--- START OF PROVIDED INFORMATION ---

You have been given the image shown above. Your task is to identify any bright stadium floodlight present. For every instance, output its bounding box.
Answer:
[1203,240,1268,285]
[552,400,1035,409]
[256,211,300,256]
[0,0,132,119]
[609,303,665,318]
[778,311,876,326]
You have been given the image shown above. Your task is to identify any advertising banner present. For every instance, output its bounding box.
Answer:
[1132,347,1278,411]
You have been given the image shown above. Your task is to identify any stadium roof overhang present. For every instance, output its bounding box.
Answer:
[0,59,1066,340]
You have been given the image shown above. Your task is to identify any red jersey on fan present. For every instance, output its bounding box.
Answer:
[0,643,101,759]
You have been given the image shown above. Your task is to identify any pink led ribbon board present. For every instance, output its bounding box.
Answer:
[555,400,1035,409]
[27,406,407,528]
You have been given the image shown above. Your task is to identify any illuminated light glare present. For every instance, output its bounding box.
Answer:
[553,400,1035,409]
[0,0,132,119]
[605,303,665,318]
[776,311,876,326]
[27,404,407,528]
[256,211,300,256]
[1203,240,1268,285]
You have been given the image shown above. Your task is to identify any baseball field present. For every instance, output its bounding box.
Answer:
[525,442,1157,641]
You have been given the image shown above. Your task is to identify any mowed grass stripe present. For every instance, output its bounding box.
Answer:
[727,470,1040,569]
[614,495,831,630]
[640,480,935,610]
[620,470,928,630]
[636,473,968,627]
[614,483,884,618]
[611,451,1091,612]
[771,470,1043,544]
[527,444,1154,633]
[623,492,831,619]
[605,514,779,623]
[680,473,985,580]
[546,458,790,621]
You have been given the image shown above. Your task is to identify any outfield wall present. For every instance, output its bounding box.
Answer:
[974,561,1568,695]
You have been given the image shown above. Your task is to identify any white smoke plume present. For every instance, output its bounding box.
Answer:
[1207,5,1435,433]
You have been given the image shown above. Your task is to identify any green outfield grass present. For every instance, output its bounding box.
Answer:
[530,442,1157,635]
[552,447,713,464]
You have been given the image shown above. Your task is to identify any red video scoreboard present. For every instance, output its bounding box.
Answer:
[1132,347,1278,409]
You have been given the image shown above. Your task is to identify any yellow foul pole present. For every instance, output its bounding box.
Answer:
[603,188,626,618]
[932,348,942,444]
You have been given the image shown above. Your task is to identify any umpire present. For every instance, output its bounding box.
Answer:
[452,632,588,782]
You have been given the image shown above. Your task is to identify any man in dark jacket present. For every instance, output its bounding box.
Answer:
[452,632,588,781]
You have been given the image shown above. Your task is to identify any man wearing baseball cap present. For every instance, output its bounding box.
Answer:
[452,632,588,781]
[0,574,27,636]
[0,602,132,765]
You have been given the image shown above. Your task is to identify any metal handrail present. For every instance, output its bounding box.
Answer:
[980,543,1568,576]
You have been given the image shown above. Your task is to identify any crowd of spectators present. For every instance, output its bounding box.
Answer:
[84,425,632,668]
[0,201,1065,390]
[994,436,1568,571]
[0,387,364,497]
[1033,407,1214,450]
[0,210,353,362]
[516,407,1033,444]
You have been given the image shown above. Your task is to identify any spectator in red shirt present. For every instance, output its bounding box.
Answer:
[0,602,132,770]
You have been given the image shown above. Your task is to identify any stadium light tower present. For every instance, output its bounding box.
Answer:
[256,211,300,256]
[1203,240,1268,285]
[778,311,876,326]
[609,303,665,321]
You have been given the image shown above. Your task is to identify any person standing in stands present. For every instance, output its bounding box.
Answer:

--- END OF PROVIDED INFORMATION ---

WORK TO DO - Copy the material above word for word, every line of it.

WORKED SOLUTION -
You have been given the image shown above. Your task is to identify any bright stadium floodlight present. For every instance, output its bounding box.
Answer:
[1203,240,1268,285]
[552,400,1035,409]
[256,211,300,256]
[0,0,132,119]
[609,303,665,318]
[778,311,876,326]
You have been given the image shown above. Your task is to identify any advertising banner present. For every instance, output its bounding box.
Answer:
[1132,347,1278,411]
You have been given the image shown above. Your task is to identify any stadium roof overhang present. For every instance, output its bounding box.
Answer:
[0,59,1066,340]
You have been given the image shown above. Your task is to identify any red jersey on fan present. For every instance, output its bounding box.
Answer:
[0,643,101,759]
You have been given the image shown above. Your task is to identify any pink led ribbon board present. For every instance, output its bounding box.
Answer:
[555,400,1035,409]
[27,406,407,528]
You have been given the image shown above. Your task is to identify any illuminated light glare present. For every instance, output its bounding box.
Answer:
[553,400,1035,409]
[0,0,132,119]
[605,303,665,318]
[776,311,876,326]
[27,404,407,528]
[256,211,300,256]
[1203,240,1268,285]
You have been given the image shown above. Your task is to identify any baseball field present. For every instance, output its bounding box.
Answer:
[525,442,1157,641]
You have been given the image shown above. Your task is to identify any mowed grass stripe present. For every instance, output its bounding box.
Answer:
[727,470,1040,569]
[614,495,831,630]
[640,480,935,610]
[620,470,928,630]
[636,473,968,627]
[614,483,884,618]
[611,451,1091,612]
[771,470,1043,544]
[527,444,1154,633]
[623,492,831,619]
[605,514,779,623]
[680,473,985,580]
[546,458,790,621]
You have been given the image shown above. Your task is to identify any outfield wall present. For every instance, output its bounding box.
Answer:
[974,561,1568,695]
You have been given the image shown above. Your task is to identify any white smoke plume present. For every instance, output its bounding box.
Answer:
[1207,5,1435,433]
You have been given the image shown above. Your task is to identify any green outfield grass present. For every instance, output its bounding box.
Answer:
[530,442,1157,635]
[552,447,713,464]
You have been given the image shown above. Your task is to identify any red video scoreboard present. For every instance, output its bounding box.
Answer:
[1132,347,1278,409]
You have been given the image shown above. Your task is to identify any yellow foul pole present. For every instance, output its bounding box.
Answer:
[603,188,626,618]
[932,348,942,444]
You have been given the image shown above. Your task is to identify any umpire present. For every instance, output its bounding box.
Answer:
[452,632,588,782]
You have been given the image shown above. Your task is to identify any man in dark jacket present. For every instance, output its bounding box.
Answer:
[452,632,588,781]
You have been given the image shown above. Your task is to identify any man wearing baseball cap present. For every instance, output its bounding box.
Answer:
[452,632,588,781]
[0,574,27,636]
[0,602,132,765]
You have been given the image shown above. Your task is to identify any metal handrail present. For every instance, output its bounding box.
Answer:
[980,543,1568,576]
You have been given the image shown above. Your task is to identify any crowd of spectators present. For every instance, output its bounding box.
Answer:
[84,425,632,668]
[0,201,1065,390]
[994,436,1568,571]
[0,387,364,497]
[1033,407,1214,450]
[0,210,353,362]
[516,407,1033,444]
You have been given the image shown above. Your task is to identify any spectator in red shirt present. For every instance, output its bounding box.
Answer:
[0,602,132,770]
You have been given the image shown above. Your task is to identify any stadium light tower present. For every instance, output its bounding box.
Answer:
[256,211,300,256]
[1203,240,1268,285]
[778,311,876,326]
[609,303,665,321]
You have been given the image shown above. Your task is to identify any person standing in stands present. For every instance, output its bounding box.
Answer:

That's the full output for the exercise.